**WORK TO COMPLETE:**
Once a line is found to contain "woman", copy it out of the listing.

**DATA FOR REVIEW:**
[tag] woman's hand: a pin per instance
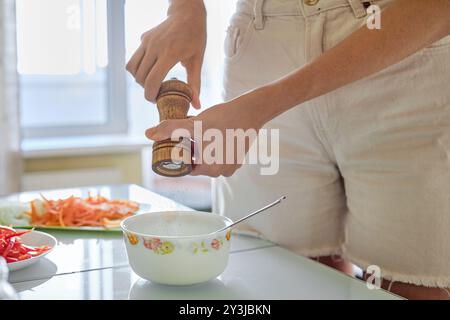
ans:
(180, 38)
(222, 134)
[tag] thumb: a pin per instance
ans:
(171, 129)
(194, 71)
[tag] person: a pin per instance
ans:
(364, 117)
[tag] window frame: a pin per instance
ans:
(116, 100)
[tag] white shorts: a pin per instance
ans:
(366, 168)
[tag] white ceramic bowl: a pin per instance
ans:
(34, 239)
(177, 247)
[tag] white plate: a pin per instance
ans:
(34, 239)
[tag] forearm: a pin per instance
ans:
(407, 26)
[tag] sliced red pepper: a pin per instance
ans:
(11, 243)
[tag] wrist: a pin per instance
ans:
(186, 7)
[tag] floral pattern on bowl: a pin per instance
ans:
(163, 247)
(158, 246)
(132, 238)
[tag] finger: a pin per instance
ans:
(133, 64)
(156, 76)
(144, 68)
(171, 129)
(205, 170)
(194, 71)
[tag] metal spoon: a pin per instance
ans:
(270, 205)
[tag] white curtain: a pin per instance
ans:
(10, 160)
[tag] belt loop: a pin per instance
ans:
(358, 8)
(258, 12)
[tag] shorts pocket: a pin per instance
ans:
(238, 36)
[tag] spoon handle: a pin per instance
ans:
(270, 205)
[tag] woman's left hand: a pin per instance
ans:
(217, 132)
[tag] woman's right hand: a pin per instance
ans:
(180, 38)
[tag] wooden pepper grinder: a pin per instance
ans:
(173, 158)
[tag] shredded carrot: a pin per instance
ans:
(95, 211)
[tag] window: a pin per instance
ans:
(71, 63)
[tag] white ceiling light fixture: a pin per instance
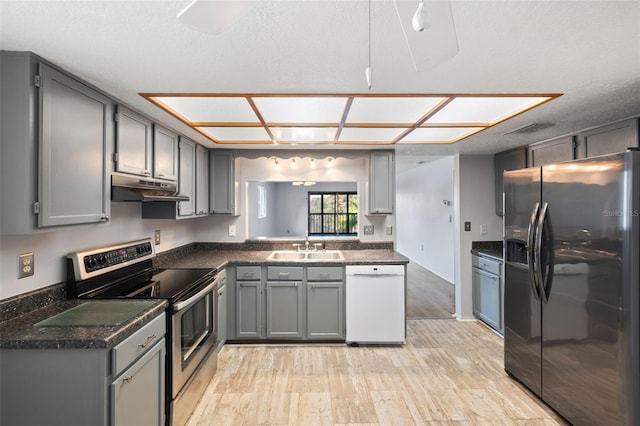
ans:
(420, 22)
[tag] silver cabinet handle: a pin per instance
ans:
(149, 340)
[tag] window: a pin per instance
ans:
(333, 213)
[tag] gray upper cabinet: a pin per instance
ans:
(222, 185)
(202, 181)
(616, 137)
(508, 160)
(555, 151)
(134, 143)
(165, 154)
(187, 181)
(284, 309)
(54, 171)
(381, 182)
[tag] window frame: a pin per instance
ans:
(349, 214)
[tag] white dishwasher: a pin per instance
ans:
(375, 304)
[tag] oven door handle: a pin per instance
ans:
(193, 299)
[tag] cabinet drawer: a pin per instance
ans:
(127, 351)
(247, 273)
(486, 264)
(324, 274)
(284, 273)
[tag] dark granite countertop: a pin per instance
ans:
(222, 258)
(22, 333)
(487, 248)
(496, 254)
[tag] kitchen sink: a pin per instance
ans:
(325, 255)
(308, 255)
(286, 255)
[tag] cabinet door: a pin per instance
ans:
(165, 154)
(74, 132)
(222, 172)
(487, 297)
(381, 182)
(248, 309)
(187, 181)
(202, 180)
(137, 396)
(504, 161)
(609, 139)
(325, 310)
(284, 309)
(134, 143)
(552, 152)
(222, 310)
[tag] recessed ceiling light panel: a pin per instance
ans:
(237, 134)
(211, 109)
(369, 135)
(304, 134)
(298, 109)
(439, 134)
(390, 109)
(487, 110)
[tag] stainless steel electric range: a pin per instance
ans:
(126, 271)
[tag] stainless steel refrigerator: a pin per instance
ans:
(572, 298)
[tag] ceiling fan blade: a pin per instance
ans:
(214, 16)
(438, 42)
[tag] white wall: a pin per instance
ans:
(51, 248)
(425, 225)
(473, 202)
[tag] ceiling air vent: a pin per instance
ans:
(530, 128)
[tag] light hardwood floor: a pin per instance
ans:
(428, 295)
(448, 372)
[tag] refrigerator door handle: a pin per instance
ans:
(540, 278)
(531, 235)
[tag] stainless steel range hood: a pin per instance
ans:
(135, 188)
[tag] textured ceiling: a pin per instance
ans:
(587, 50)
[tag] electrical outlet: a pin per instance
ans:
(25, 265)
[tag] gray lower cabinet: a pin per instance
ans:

**SOLUTION BELOW:**
[tag] woman's hand: a pin per instance
[tag] woman's left hand: a pin per instance
[tag] woman's right hand: a pin per instance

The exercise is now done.